Data provided
* Start *
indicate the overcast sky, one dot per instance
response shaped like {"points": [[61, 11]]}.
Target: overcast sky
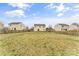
{"points": [[34, 13]]}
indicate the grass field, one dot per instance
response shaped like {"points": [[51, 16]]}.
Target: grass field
{"points": [[38, 44]]}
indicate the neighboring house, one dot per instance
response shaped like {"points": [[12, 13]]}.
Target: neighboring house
{"points": [[1, 27], [61, 27], [19, 26], [74, 26], [39, 27]]}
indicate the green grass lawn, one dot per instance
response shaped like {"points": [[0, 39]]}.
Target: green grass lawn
{"points": [[38, 44]]}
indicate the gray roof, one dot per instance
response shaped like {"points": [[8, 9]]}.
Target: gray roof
{"points": [[15, 23], [63, 24], [1, 23], [39, 25]]}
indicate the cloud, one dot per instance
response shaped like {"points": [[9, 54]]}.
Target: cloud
{"points": [[60, 14], [20, 5], [14, 13]]}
* End *
Exercise details
Copy the material exactly. Do not include the pictures.

Full solution
indicate the overcast sky, one dot per instance
response shaped like {"points": [[61, 11]]}.
Target: overcast sky
{"points": [[34, 13]]}
indicate the grass field, one dot per instance
response shaped like {"points": [[51, 16]]}.
Target: grass field
{"points": [[38, 44]]}
indicate the neighboring house, one dot per instance
response shaped like {"points": [[12, 13]]}.
Target: neighboring house
{"points": [[1, 27], [61, 27], [19, 26], [74, 26], [39, 27]]}
indicate the green grass lawn, one dot per instance
response shaped like {"points": [[0, 39]]}.
Target: green grass lawn
{"points": [[38, 44]]}
indicate the gray roof, one dot per instance
response shaped like {"points": [[8, 9]]}.
Target: gray roof
{"points": [[15, 23], [63, 24], [1, 23], [39, 25]]}
indicate the cloud, one dot per instance
response shaped like {"points": [[9, 54]]}.
Target: cloud
{"points": [[60, 14], [20, 5], [14, 13]]}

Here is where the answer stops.